Whichever lines include the word "form", copy them as they appear in the data.

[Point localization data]
•••
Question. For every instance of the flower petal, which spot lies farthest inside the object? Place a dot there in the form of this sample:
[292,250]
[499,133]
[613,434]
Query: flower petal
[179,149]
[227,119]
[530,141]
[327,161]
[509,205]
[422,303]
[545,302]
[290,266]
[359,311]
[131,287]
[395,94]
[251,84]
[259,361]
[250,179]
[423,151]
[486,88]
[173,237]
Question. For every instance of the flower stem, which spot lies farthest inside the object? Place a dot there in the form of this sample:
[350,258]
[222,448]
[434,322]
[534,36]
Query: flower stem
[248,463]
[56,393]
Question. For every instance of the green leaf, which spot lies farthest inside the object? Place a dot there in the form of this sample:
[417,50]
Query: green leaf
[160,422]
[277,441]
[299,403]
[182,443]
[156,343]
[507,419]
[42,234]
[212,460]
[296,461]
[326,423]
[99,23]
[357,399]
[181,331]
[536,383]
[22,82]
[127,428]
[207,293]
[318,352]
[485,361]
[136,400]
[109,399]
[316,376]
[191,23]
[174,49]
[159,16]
•••
RESPONSE TO THIS EXERCISE ->
Question. For every instance of the flower petal, which spot lies farthest inside the object? Place a dot there in the form of this sample:
Question. For every instance of the flower stem, which spot lies farthest inside the object? Place a dot there in the form of this sample:
Question. For every instance of the green leaf, which spot lies farthest inside the object? Place a dot there in the form of this sample:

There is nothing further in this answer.